THE REQUEST
Reproduce the material below with every "Camera-trap tally" switched to "Seedling survey" and nothing else altered. Leave the pictures out of your version.

--- start DATASET ---

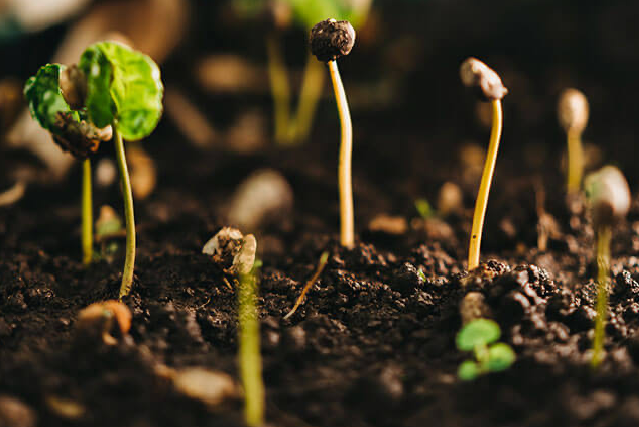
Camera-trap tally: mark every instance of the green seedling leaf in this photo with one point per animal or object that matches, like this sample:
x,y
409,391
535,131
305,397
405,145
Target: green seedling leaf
x,y
477,333
424,208
123,88
44,97
468,370
500,357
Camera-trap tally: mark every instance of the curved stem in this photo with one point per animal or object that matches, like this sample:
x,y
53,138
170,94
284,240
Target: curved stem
x,y
279,88
87,214
484,188
604,236
575,161
310,93
347,230
125,183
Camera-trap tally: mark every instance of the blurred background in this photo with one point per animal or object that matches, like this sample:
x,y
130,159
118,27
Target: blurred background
x,y
238,77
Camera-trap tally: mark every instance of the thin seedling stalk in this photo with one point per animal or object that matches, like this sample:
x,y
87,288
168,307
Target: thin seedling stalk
x,y
87,213
310,93
484,188
127,194
347,230
604,236
575,160
279,88
250,359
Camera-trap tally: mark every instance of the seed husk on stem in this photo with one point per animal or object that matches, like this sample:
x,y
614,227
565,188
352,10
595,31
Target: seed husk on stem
x,y
487,84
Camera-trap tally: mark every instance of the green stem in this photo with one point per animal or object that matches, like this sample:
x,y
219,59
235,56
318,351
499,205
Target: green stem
x,y
310,93
87,214
127,194
604,236
249,350
279,88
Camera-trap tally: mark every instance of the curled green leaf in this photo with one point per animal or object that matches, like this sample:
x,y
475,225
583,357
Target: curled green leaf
x,y
45,98
468,370
123,88
477,333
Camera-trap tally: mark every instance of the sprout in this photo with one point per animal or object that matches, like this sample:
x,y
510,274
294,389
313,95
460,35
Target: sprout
x,y
330,40
573,113
477,336
487,84
609,199
70,130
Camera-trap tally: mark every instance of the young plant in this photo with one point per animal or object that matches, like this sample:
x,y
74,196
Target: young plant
x,y
479,337
609,199
573,116
47,98
112,87
488,86
330,40
250,359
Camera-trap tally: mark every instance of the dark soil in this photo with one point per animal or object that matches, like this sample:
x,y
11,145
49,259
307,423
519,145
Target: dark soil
x,y
373,344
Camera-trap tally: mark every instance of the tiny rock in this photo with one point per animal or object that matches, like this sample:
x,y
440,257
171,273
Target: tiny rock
x,y
265,196
392,225
212,388
104,321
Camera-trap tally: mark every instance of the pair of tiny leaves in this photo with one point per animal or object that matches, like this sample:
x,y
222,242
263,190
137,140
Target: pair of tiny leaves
x,y
500,357
479,334
124,89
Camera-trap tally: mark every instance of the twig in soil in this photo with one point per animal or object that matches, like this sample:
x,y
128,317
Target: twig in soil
x,y
250,359
331,39
487,83
310,283
609,197
573,116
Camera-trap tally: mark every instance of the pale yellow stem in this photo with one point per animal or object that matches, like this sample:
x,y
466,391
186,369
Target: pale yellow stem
x,y
575,161
484,189
347,230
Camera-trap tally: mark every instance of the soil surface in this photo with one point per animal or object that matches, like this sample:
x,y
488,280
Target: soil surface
x,y
373,343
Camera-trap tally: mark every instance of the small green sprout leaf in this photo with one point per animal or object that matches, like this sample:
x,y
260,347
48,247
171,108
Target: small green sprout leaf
x,y
468,370
479,332
45,98
500,357
424,208
124,88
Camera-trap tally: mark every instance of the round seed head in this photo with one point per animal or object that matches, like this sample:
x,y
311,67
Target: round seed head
x,y
485,81
573,110
331,39
608,194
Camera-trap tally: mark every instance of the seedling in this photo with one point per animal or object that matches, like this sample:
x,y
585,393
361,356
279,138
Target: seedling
x,y
250,359
609,199
573,116
111,87
487,84
479,336
70,130
330,40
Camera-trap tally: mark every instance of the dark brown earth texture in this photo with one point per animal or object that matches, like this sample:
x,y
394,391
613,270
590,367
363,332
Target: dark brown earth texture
x,y
373,343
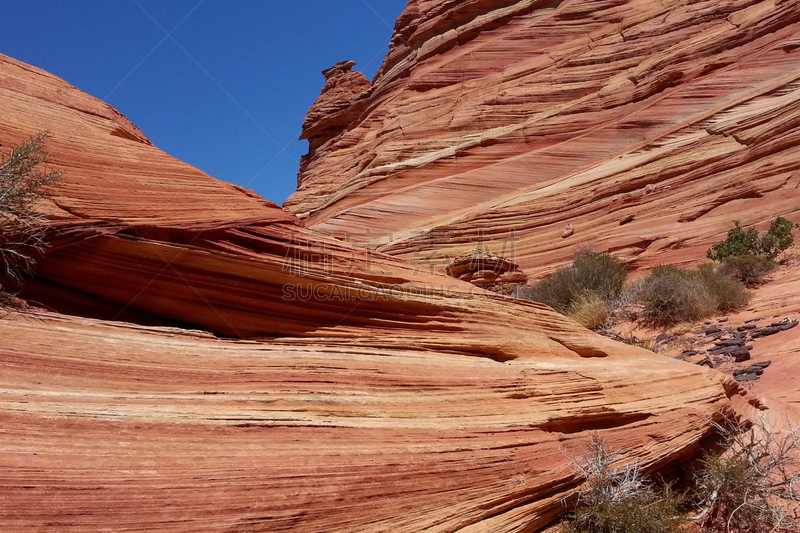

--- end DATASET ---

SOLUTION FOR THIS EXERCISE
Seedling survey: mark every instance of the green seedling leaf in this photo with one point per animal or object that matches, like this sample:
x,y
409,391
535,131
305,397
405,145
Target: green seedling leaf
x,y
477,333
424,208
123,88
44,97
468,370
500,357
Seedling survey: mark every instance of the curved stem in this photo with one point per animal or object that matches, like this sample:
x,y
53,138
170,94
284,240
Target: curved stem
x,y
279,88
87,214
484,188
604,236
575,161
310,93
347,230
125,183
Seedling survey: mark every instance of the blurred background in this photo with one point per animal or object that matches, like this sample:
x,y
130,159
118,27
Target: blurred background
x,y
238,77
Seedling survey: mark every instance of the thin seedling stalk in this photo with one point per animal or object that matches, like this sample:
x,y
87,288
168,307
Target: thin seedling stalk
x,y
87,213
310,93
484,188
127,194
347,230
604,236
575,160
279,88
250,359
Seedling survey: mark every instance of the seed husk on stem in this photo with one point per animal or object that matches, like this sample:
x,y
614,227
565,188
352,10
595,31
Target: seed husk on stem
x,y
487,84
Seedling survey: mark every instance of the green stem in this photo with one point per animal or object that matches, like this sample:
x,y
219,59
235,56
318,351
499,205
Target: green stem
x,y
310,93
87,214
127,194
604,236
249,350
279,88
Seedling survey: mark every instance of the curled green leaf in this photo with one point per animal or object that matches, like this sample:
x,y
475,225
583,357
Target: curled green leaf
x,y
45,98
468,370
123,88
477,333
Seedling survey: mark every instance of the sprout in this photo with one point per animal or object that matches, like this sample:
x,y
510,274
294,389
313,95
460,35
Target: sprout
x,y
330,40
573,113
477,336
487,84
609,199
70,130
Seedling survey: mark every instance of the young plant in this photo with one point per animal or object that matches, like this sample:
x,y
74,196
Target: young plant
x,y
479,337
609,199
573,116
47,98
112,87
488,86
330,40
250,359
Seedling survey: mark every instance of the dark soil in this photo with one point per animal or object that matches, like this sample:
x,y
11,145
49,259
307,423
519,145
Target: dark soil
x,y
373,344
Seedling survey: mark every instance of the tiny rock in this photo with one point per animal or object that matches, like this sample:
x,y
440,257
171,273
Target: tiny rock
x,y
265,196
392,225
212,388
104,321
Seedling survey: mark every instance of the pair of tiny leaves in this photo with one point per animal or object that matches, like this sample:
x,y
222,242
263,190
137,140
Target: pair of tiny leaves
x,y
500,357
479,334
124,89
Seedling survey: mark every instance of the twig in soil in this photo with one point per animal or object that matches, like this sample:
x,y
128,317
Target: twig in soil
x,y
250,359
331,39
487,83
310,283
609,197
573,116
Seedling survey: mark every instance of the pale yellow stem in this photo with one point per animal or object that matches, like this sample:
x,y
466,391
186,369
Target: pale yellow stem
x,y
575,161
484,189
347,230
Seedling survey: mark every instance of the soil surface in this photo with one point per animal or object that matches, like this sample:
x,y
488,280
Target: soil surface
x,y
373,343
Seedling survey: mark every instance of the small green sprout leaf in this photo with one point per animal or object that matches, like this sample:
x,y
260,347
48,247
171,108
Target: small green sprout leaf
x,y
468,370
479,332
45,98
500,357
424,208
124,88
Seedling survey: mark every instance of the round seed head in this photo with one point per animal or object that matches, like this sample:
x,y
311,67
Target: round seed head
x,y
485,81
573,110
331,39
608,194
Seedling survey: mark every instance of the seedling in this photo with one point per animal or object that matches, like this sample:
x,y
585,393
361,356
279,138
Target: seedling
x,y
250,359
609,199
573,116
111,87
487,84
479,336
70,130
330,40
Seedling survey: mark every instance of the dark brown earth texture in this photo with one point per animal or object that matches, like this sample:
x,y
394,391
613,270
590,367
363,332
Target: dark brown earth texture
x,y
373,343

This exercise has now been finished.